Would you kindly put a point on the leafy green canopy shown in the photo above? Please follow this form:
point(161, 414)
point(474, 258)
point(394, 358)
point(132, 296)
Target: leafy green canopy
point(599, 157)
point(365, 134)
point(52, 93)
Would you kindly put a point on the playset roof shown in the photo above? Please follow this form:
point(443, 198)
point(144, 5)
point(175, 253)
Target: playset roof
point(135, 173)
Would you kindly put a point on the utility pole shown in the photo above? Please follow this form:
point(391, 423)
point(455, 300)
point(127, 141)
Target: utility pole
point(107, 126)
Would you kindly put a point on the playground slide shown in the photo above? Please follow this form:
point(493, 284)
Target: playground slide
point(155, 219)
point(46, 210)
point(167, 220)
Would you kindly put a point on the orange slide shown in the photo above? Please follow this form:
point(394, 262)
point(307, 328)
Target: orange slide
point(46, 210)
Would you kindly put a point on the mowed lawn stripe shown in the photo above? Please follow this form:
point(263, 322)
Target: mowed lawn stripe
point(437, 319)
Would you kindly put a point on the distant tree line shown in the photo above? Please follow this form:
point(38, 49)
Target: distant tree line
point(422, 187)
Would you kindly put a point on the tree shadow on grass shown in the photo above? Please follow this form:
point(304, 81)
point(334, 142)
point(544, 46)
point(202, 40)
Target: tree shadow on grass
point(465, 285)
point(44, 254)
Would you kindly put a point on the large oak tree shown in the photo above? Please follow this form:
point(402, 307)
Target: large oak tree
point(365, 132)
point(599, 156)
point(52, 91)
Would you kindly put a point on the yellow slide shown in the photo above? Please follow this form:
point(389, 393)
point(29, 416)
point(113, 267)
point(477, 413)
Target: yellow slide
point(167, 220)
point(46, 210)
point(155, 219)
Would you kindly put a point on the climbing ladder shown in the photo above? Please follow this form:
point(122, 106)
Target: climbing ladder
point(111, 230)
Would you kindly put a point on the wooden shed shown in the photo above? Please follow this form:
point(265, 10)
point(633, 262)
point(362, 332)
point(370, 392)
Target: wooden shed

## ABOUT THIS EXERCISE
Above are the records. Copy the lines beginning at the one that has "point(304, 81)" and ending with the one that has "point(477, 413)", unchanged.

## WRITTEN ANSWER
point(304, 81)
point(334, 142)
point(544, 46)
point(202, 40)
Target: tree shadow on grass
point(465, 285)
point(44, 254)
Would you kindly put a point on the large oak tree shown in the photo above? Please follow this form:
point(402, 307)
Target: large oak tree
point(365, 132)
point(599, 156)
point(52, 91)
Would you kindly put a point on the yellow slide shown in the photo above? Please follow this form:
point(389, 393)
point(29, 416)
point(113, 267)
point(477, 413)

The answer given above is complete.